▸ Instructions to follow: Repeat every entry exactly as it appears.

▸ Input data:

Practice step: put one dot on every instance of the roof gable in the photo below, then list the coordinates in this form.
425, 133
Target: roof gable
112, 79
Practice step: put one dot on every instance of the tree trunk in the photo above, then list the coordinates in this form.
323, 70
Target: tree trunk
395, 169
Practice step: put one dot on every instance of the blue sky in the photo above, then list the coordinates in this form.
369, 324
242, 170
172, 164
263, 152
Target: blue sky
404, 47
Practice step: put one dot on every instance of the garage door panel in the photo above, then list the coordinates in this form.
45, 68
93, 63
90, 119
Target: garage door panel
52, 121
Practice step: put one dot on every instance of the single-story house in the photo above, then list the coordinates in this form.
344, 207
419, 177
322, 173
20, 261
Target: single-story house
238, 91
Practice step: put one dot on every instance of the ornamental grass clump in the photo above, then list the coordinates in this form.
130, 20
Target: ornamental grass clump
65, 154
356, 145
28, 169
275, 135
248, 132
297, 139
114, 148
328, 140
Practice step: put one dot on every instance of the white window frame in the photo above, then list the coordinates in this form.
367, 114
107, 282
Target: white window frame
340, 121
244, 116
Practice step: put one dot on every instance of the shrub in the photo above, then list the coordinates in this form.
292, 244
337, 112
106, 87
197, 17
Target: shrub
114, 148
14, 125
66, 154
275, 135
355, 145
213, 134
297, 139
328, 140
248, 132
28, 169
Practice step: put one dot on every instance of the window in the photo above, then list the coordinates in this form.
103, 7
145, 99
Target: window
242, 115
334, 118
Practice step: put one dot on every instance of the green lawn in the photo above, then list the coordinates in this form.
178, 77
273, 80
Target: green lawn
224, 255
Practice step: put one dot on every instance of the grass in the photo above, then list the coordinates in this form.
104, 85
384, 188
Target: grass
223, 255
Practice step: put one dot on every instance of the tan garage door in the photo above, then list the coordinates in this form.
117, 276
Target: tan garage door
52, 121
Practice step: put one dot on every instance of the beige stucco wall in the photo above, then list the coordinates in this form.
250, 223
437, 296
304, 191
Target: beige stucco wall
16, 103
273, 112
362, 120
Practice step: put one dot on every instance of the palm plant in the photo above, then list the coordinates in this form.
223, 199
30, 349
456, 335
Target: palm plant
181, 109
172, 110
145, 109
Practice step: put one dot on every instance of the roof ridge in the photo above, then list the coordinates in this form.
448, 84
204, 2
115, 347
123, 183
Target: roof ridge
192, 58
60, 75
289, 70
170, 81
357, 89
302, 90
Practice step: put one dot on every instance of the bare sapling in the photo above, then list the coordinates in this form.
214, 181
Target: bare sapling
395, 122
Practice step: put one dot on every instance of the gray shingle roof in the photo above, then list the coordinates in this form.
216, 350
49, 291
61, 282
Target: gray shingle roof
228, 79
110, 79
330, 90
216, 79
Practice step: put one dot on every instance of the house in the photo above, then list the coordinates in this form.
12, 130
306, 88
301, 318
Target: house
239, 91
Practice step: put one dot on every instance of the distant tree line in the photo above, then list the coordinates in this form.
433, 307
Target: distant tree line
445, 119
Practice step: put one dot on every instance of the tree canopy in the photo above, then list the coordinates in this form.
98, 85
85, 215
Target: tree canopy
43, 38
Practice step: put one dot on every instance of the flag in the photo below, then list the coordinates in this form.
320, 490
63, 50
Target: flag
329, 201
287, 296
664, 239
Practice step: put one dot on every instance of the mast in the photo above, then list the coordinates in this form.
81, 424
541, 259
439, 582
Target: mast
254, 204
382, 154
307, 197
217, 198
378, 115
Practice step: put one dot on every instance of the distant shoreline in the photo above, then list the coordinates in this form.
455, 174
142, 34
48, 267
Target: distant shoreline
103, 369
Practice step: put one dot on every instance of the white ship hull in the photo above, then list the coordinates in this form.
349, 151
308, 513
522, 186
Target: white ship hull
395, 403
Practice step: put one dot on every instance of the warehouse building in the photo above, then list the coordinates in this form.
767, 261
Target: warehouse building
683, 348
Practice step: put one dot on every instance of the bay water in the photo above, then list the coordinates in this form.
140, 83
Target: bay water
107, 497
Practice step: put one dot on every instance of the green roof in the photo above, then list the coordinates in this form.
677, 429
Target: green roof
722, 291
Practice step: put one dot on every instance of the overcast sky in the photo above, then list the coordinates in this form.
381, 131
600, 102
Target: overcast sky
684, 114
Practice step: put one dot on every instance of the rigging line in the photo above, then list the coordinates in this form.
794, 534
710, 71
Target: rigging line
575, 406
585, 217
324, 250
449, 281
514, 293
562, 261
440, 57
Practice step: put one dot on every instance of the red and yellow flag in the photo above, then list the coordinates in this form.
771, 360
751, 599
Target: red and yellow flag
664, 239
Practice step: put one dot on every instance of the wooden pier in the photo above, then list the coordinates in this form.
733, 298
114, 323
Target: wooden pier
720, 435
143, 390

▸ Solution to the exercise:
Practice step: put one dot on every instance of the roof gable in the photo below, then list the coordinates in this form.
425, 133
Target: roof gable
112, 79
Practice step: put one dot on every instance of the tree trunk in the photo above, then list the coordinates in this form.
323, 70
Target: tree trunk
395, 169
Practice step: put one dot on every instance of the blue sky in the photo above, then list the coordinates in this form.
369, 324
242, 170
172, 164
263, 152
Target: blue sky
404, 47
Practice step: put one dot on every instance of the garage door panel in the photo above, then list the coordinates in this form.
45, 68
93, 63
90, 119
Target: garage door panel
52, 121
Practice step: put one dot on every instance of the single-story house in the photo above, then list the coordinates in this form.
344, 207
419, 177
322, 173
20, 261
Target: single-story house
238, 91
Practice step: put one dot on every instance of the ornamental grass clump in the photo above, then list the coordinates in this form.
130, 20
Target: ornamental grass clump
65, 154
356, 145
28, 169
275, 135
248, 132
297, 139
114, 148
328, 140
Practice step: put one dot on every instance of the white window frame in the photo above, then list the coordinates in this form.
367, 114
107, 282
Target: white window frame
340, 121
244, 116
Practice step: put one dot on every instance of the shrub in the photo above, then list the coordinates in this form.
292, 244
337, 112
106, 87
197, 17
Target: shrub
114, 148
14, 125
66, 154
275, 135
355, 145
213, 134
297, 139
328, 140
248, 132
28, 169
Practice step: put one dot on every instance of the window in the photo above, then list the coordinates in this form.
103, 7
145, 99
Target: window
242, 115
334, 118
Practice step: put one dot on every instance of the green lawn in the photo above, then list the coordinates in this form.
178, 77
273, 80
Target: green lawn
224, 255
Practice step: put one dot on every instance of the grass in the photo above, then list the coordinates in this form.
104, 85
384, 188
Target: grass
223, 255
Practice step: put one dot on every instance of the tan garage door in the photo above, then list the coordinates in this form.
117, 276
Target: tan garage door
52, 121
Practice step: put one dot on every instance of the beige stucco wall in the photo above, then list the coordinates in this form.
250, 223
437, 296
304, 191
Target: beige stucco wall
16, 103
273, 112
362, 120
Practice step: put one dot on every instance of the palm plant in the photo above, then list the coordinates in this form.
223, 199
30, 349
456, 335
Target: palm plant
181, 109
172, 110
145, 109
Practice step: put one dot on every instance of the roof ridge in the photo above, then list the coordinates in this form.
448, 84
204, 2
115, 347
123, 183
Target: roof ridge
192, 58
60, 75
289, 70
170, 81
357, 89
302, 90
Practice step: put one dot on every instance of the bare sapling in the photo above, then list the coordinates in this form.
214, 181
Target: bare sapling
395, 122
Practice step: put one dot on every instance of the gray shingle roof in the photo above, then list the coordinates in this form.
216, 350
49, 291
61, 282
Target: gray shingle roof
228, 79
110, 79
330, 90
216, 79
Practice step: put one dot on every instance of the house in the photo above, then list the coordinates in this form.
12, 130
306, 88
301, 318
Target: house
239, 91
Practice step: put one dot on every instance of the distant tree line in the photo above, then list the coordinates in this form.
433, 307
Target: distant tree line
445, 119
Practice step: put one dot on every instance of the tree canopy in the photo above, then list the coordinates in this form.
98, 85
85, 215
Target: tree canopy
43, 38
Practice step: put one dot on every instance of the flag in the photo below, then list the coordinates in this form.
320, 490
63, 50
Target: flag
329, 201
287, 296
664, 239
Practice step: put one dot on every instance of the mast in the photo above, then list the coordinates in this form.
81, 424
541, 259
439, 582
Target: mast
254, 204
382, 154
307, 197
217, 198
378, 115
Practice step: put one dot on every instance of the distant shoreline in the photo above, then list the coordinates in this form.
455, 174
142, 34
48, 267
Target: distant shoreline
103, 369
Practice step: put one dot on every instance of the white ship hull in the photo above, then list the coordinates in this form.
349, 151
308, 513
522, 186
Target: white ship hull
395, 403
Practice step: put one dot on every instance of the warehouse building in the photo above, then list the coordinates in this form.
767, 261
Target: warehouse building
683, 348
Practice step: put one dot on every instance of the bay water in the photo above, then list the coordinates in this form.
140, 83
Target: bay water
107, 497
Practice step: put one dot on every instance of the green roof in the photo above, then list the coordinates in this form.
677, 429
Target: green roof
722, 291
Practice step: put one dot on every instance of the overcast sky in the photo above, then list the coordinates in this form.
381, 131
600, 102
Target: overcast sky
684, 114
Practice step: put one dot on every instance of the rigging line in the photo above, then list the coordinates in this form.
794, 534
710, 71
Target: rigging line
575, 406
585, 217
324, 250
449, 281
514, 293
562, 261
440, 57
Practice step: put one dot on every instance of the red and yellow flag in the photo above, then list the coordinates in this form.
771, 360
751, 599
Target: red and yellow flag
664, 239
Practice step: put one dot on every instance of the wooden pier in the photo above, then list the coordinates in this form.
733, 298
114, 323
Target: wooden pier
720, 435
143, 390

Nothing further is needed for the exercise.